:: INPUT FOR THIS TASK ::

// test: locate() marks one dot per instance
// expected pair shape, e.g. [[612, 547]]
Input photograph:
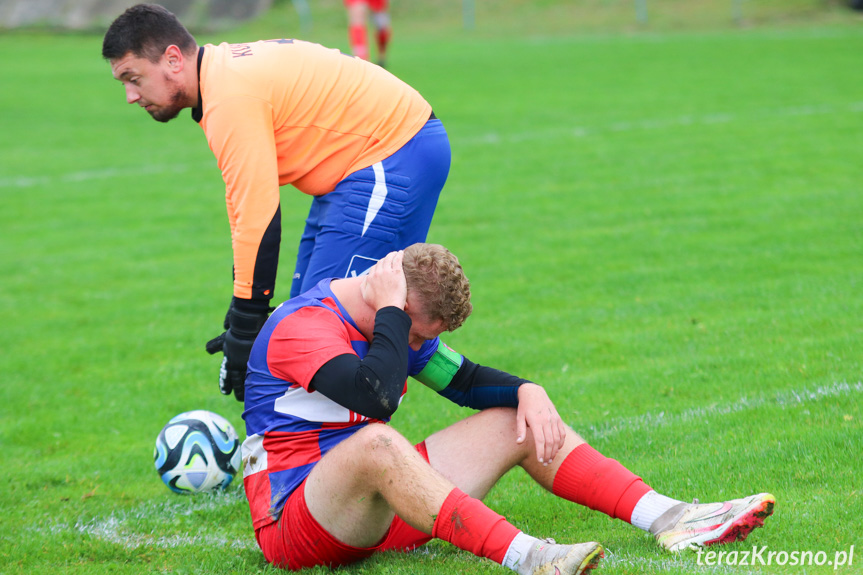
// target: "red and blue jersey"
[[288, 426]]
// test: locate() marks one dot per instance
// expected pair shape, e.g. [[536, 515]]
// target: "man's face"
[[422, 329], [150, 85]]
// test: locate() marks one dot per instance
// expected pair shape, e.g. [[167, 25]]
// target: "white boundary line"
[[101, 174], [782, 399]]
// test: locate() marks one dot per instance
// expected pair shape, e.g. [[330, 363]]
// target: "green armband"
[[441, 368]]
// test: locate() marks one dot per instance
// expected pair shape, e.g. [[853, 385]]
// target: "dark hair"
[[146, 30], [434, 274]]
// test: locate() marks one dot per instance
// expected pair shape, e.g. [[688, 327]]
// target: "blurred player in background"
[[358, 14], [363, 143], [330, 482]]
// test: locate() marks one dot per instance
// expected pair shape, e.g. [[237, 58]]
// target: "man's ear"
[[173, 57]]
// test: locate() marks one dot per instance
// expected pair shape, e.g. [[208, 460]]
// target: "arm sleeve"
[[371, 386], [240, 134], [469, 384]]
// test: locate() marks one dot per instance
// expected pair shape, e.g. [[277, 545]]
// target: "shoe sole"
[[740, 527]]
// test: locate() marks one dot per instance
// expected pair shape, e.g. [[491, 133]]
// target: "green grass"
[[662, 226]]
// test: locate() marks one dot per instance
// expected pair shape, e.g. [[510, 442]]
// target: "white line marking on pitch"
[[100, 174], [709, 119]]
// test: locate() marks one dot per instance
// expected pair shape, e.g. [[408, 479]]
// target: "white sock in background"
[[650, 507], [519, 549]]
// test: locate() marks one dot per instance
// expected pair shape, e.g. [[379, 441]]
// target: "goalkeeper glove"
[[244, 320]]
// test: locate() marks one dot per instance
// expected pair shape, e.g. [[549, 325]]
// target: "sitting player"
[[329, 482]]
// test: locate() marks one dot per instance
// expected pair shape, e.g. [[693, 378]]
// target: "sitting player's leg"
[[582, 475], [357, 17], [355, 489], [377, 210]]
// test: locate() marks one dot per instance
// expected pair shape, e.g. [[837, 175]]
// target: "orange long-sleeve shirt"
[[280, 112]]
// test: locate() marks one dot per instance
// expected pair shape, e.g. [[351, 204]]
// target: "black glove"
[[244, 320]]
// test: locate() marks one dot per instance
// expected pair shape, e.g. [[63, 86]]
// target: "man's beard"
[[170, 111]]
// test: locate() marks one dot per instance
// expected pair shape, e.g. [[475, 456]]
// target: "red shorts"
[[297, 540], [374, 5]]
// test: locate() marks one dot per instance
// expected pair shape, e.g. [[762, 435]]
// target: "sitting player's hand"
[[536, 411], [385, 285]]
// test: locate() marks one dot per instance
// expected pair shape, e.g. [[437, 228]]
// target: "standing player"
[[358, 13], [329, 482], [364, 144]]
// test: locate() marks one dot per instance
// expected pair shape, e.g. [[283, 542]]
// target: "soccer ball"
[[197, 451]]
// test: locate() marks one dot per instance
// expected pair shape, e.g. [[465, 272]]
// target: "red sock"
[[589, 478], [357, 37], [468, 524]]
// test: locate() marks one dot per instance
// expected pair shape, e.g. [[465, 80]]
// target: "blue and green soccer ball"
[[197, 451]]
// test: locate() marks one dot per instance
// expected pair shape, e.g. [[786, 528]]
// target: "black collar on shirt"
[[198, 112]]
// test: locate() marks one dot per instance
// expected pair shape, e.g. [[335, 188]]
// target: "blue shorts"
[[374, 211]]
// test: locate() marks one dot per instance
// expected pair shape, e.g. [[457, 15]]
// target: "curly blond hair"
[[434, 274]]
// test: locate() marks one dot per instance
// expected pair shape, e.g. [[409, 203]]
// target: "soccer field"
[[662, 227]]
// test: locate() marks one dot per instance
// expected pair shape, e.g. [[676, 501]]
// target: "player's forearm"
[[469, 384], [371, 386]]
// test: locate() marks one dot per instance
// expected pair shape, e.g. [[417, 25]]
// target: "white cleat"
[[697, 524], [549, 558]]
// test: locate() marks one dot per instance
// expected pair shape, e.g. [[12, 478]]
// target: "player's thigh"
[[476, 452], [379, 209], [340, 491]]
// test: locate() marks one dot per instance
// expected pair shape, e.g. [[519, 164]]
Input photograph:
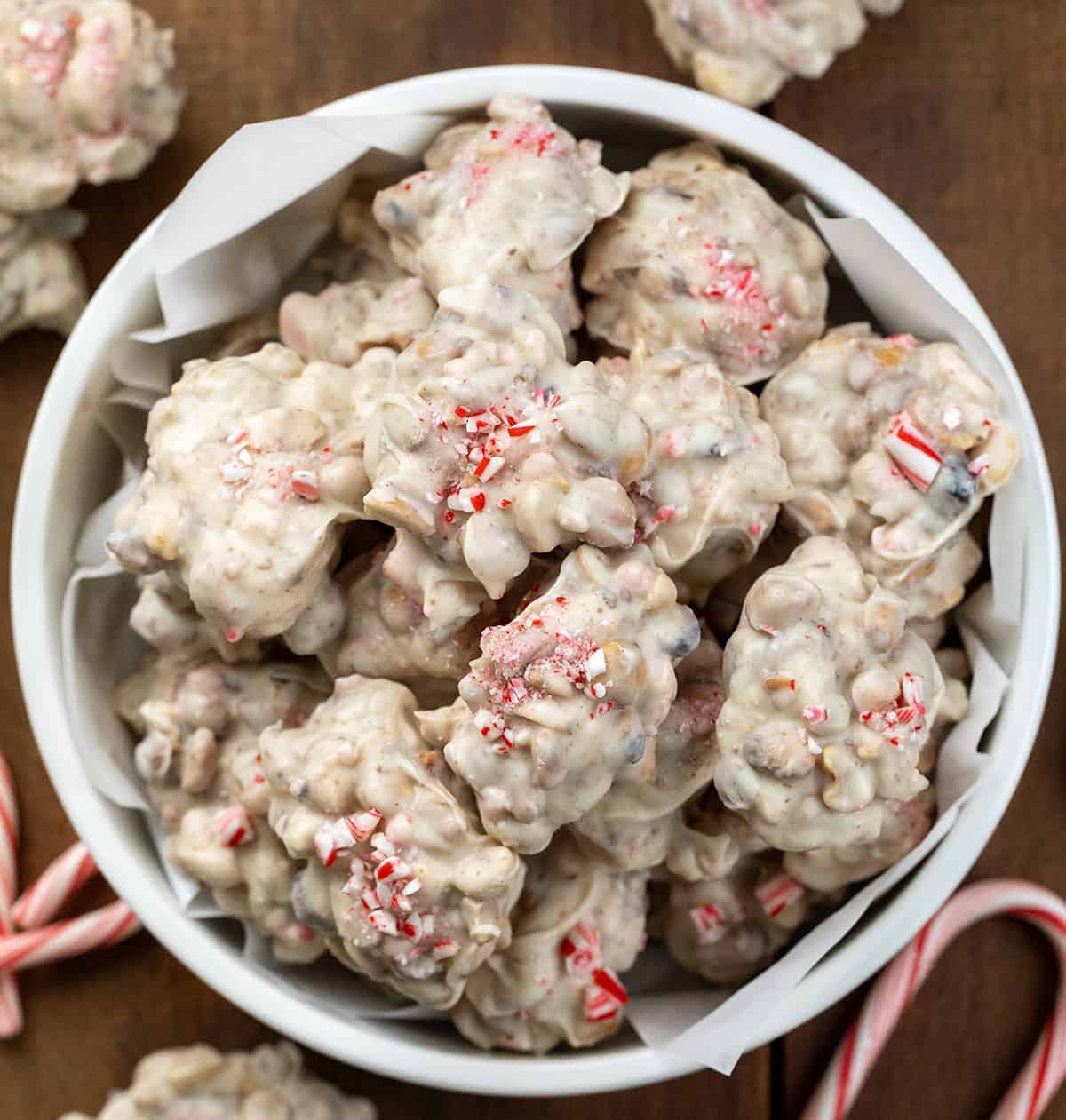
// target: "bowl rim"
[[364, 1043]]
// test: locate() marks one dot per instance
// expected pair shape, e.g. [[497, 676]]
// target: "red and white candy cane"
[[97, 930], [1043, 1074], [10, 1003], [59, 883]]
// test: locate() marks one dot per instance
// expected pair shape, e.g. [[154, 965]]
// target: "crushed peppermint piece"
[[710, 923], [362, 825], [382, 922], [445, 948], [581, 951], [777, 894], [305, 484], [915, 456], [235, 825]]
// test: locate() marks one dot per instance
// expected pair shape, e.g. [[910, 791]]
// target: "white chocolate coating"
[[386, 634], [903, 827], [566, 699], [723, 603], [369, 304], [714, 477], [510, 200], [637, 822], [42, 282], [834, 409], [253, 465], [342, 322], [830, 703], [200, 722], [198, 1084], [85, 95], [164, 617], [487, 389], [701, 258], [721, 928], [746, 51], [531, 996], [442, 891]]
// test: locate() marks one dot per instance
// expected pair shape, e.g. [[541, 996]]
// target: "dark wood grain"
[[955, 110]]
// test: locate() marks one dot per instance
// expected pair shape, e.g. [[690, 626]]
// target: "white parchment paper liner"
[[246, 219]]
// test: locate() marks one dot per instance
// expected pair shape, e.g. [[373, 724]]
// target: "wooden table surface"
[[954, 108]]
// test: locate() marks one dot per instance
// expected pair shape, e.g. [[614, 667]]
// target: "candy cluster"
[[460, 640]]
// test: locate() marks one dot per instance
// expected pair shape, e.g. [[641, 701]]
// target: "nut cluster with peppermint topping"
[[577, 925], [567, 698], [701, 258], [830, 702], [254, 463], [87, 97], [198, 1084], [508, 200], [893, 445], [198, 755], [746, 51], [421, 586], [728, 928], [407, 887], [490, 447], [714, 477]]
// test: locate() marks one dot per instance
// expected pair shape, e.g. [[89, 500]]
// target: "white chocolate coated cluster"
[[639, 822], [577, 925], [198, 1084], [86, 94], [198, 755], [166, 618], [387, 634], [728, 928], [714, 477], [905, 823], [746, 51], [830, 703], [701, 258], [893, 445], [489, 446], [566, 699], [254, 463], [342, 322], [510, 200], [400, 877], [42, 283]]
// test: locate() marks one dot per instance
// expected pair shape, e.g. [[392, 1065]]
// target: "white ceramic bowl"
[[68, 469]]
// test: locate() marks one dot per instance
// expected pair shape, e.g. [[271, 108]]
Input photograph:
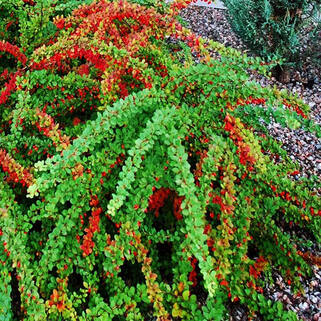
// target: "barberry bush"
[[138, 179], [278, 28]]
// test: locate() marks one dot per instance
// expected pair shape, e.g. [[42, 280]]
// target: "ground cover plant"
[[137, 177]]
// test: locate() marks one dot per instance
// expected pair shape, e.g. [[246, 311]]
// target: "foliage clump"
[[284, 29], [138, 182]]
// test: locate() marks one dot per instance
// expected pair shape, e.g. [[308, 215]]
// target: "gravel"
[[302, 146]]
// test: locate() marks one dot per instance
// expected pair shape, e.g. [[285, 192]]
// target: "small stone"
[[303, 306]]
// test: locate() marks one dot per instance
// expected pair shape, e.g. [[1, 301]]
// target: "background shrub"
[[278, 28]]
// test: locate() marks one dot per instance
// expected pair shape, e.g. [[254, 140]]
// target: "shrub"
[[139, 182], [277, 28]]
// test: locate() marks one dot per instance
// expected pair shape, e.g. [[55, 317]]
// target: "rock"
[[303, 306]]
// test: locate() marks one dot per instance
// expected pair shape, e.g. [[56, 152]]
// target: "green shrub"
[[277, 28], [139, 182]]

:::

→ **INSTRUCTIONS FOR THE TASK**:
Could you transcribe exactly the lines from the start of the records through the line containing "e.g. [[167, 25]]", both ends included, leaving the pictures out?

→ **PROBLEM SOLUTION**:
// test: locate() marks one dot per instance
// expected pair shape, e.g. [[612, 547]]
Input photograph:
// target: "red and blue jersey"
[[288, 426]]
// test: locate() marks one dot per instance
// expected pair shape, e.g. [[536, 515]]
// target: "man's face"
[[422, 329], [150, 85]]
// test: locate() marks one dot per instance
// expected pair shape, e.g. [[167, 25]]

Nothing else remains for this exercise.